---------- SELECTION

When people think of art, most of us think of yawning through art history. Don't get me wrong, learning about classicism and the history of each piece, the little symbols that artists hid in their paintings and what they meant were fascinating to me! For instance, if someone had a halo over their head, it meant they were seen as a holy being. Women were meant to look supple and maternal. Certain things are added to make them look wealthy and a person of power. All these meanings were conveyed through animals, clothing, and the general scene of the painting.
Wait... still with me or is this causing some serious drowsiness?
Now that it's 2018, art is still taught and loved by many. However, it's kind of making a comeback in recent times thanks to memes. People have turned to popular works of art (even lesser known works of art) to make them into hilarious moments that can happen in daily life. My personal favorite is when someone sees a piece of art and totally transforms the painting into a moment that can happen to anyone. Like when the waiter brings us our food or when we really have have to go to the bathroom at one of those desert festivals.
One thing's for sure; art is beautiful, but it's even more beautiful when people add their own meaning to it.
17 Hop In Line
Festivals and concerts are fun for all ages. They're literally made for entertainment purposes. No one goes to a festival because they have to. They go because they want to. While festivals and concerts are a jolly good time, there's three things that literally peeves me to the moon and back.
1) The bathrooms: bathrooms at festivals, carnivals, and concerts are THE worst. Just like this classical art portrait — the lines for the bathrooms are from the door to Kentucky (unless one lives in Kentucky...). The bathrooms are NEVER clean. Every stall is missing toilet paper. There's water (or something else) on the floors. And they're just nasty. Going to the bathroom at an event like these is the worst part about the whole thing.
2) The crowds: much like the lines to enter the bathroom. The crowds are these kinds of events are absurd. I like being around people, I also enjoy being social, but I dislike when there are SO many people that they're touching me. Most of the time, they don't mean to be touching me — it's mainly because the person behind them is ALSO touching them. But. I. Don't. Like. It.

--------------------
---------- ENTRIES SUPPLIED

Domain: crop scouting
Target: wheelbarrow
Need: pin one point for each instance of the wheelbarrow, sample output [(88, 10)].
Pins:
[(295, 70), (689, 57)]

--------------------

• WORK TO DO:
A) Print the part of the art memes article from "Now that it's" up to and including "those desert festivals.".
B) Answer these questions about the art memes article:
(i) What did a halo over someone's head mean in classical paintings?
(ii) What year does the writer say it is now?
(iii) What is every festival bathroom stall said to be missing?
C) Please continue the art memes article from its last sentence.
The lines are separate material, apart from the article.

• EXERCISE RESULTS:
A)
Now that it's 2018, art is still taught and loved by many. However, it's kind of making a comeback in recent times thanks to memes. People have turned to popular works of art (even lesser known works of art) to make them into hilarious moments that can happen in daily life. My personal favorite is when someone sees a piece of art and totally transforms the painting into a moment that can happen to anyone. Like when the waiter brings us our food or when we really have have to go to the bathroom at one of those desert festivals.

B)
(i) That the person was seen as a holy being.
(ii) 2018.
(iii) Toilet paper.

C)
3) The food is expensive AF: when we go to a festival, most people consume a lot of beverages and end up buying french fries or carbs to thicken their blood up a bit. However, it's hard to do that when beers are $10 a pop and a burger is $11. What gives?! Whatever happened to combo meals?!
16 Why Is Poking A Thing?
We all know who Mark Zuckerberg is, but like, is he the one who invented the whole "poking" thing? Now, I don't know when poking became a thing or why those at Facebook thought it was a *kewl* thing to create, but it's annoying AF. It's not cute.
I remember people doing it in high school to be annoying, but I literally thought it would die out. And then when I got to college, I realized people were poking people they thought were cute... It was like a tech way of flirting. The only problem is — poking is ANNOYING.
Why am I being notified that someone "poked" me. Like, hi? Yes? Can I help in any way? Why would I poke back when I can just be the bigger human being and shoot a message with my thoughts? Why would I continue to poke back and forth with whoever poked me first? No thanks.
So yes, I resonate with this classical art piece wholeheartedly. It does feel like someone is poking me in the eye, but with a knife. Let's just get rid of the whole poking thing and go back to messaging each other like weird adults who can't converse face-to-face. Okay, got it? Okay.
15 *One Bottle*
Listen, I don't know who painted this man, why he's holding that massive glass, or what's even in his glass, but I'm all about. I'm enjoying it tremendously. I mean, his quirky smile isn't really rubbing me the write way, but I'd still be friends with him.
It's always a sad day when a friend of mine tells me they're cutting back on drinking.
It's never because they have a sobriety problem — it's mainly because they're going broke and are gaining weight from drinking so much beer. Nevertheless, that leaves me a man-down whenever I want to go to happy hour. However, I've never gotten a glass of wine quite as big as the glass pictured. (I don't know what century this painting was done in, but I wonder what orange liquid was so important to them that they just HAD to paint...)
Also, now that I'm looking even deeper, he's also smoking a pipe in his left hand! This man is ready for the evening. It would be the equivalent to Fridays in our world. I'm pretty sure people had things to do back in that century, but I don't think they cared if they drank or smoke when they should be being more productive. I don't think they gave a hoot.
I guess I'd accompany this man for a beverage if he was drinking alone. No one should ever drink alone, after all.
14 Thanks Tho
I'm guilty of this and I need to stop, because I, too, know how it feels to have someone tell me I look like I'm sick. And it's not nice.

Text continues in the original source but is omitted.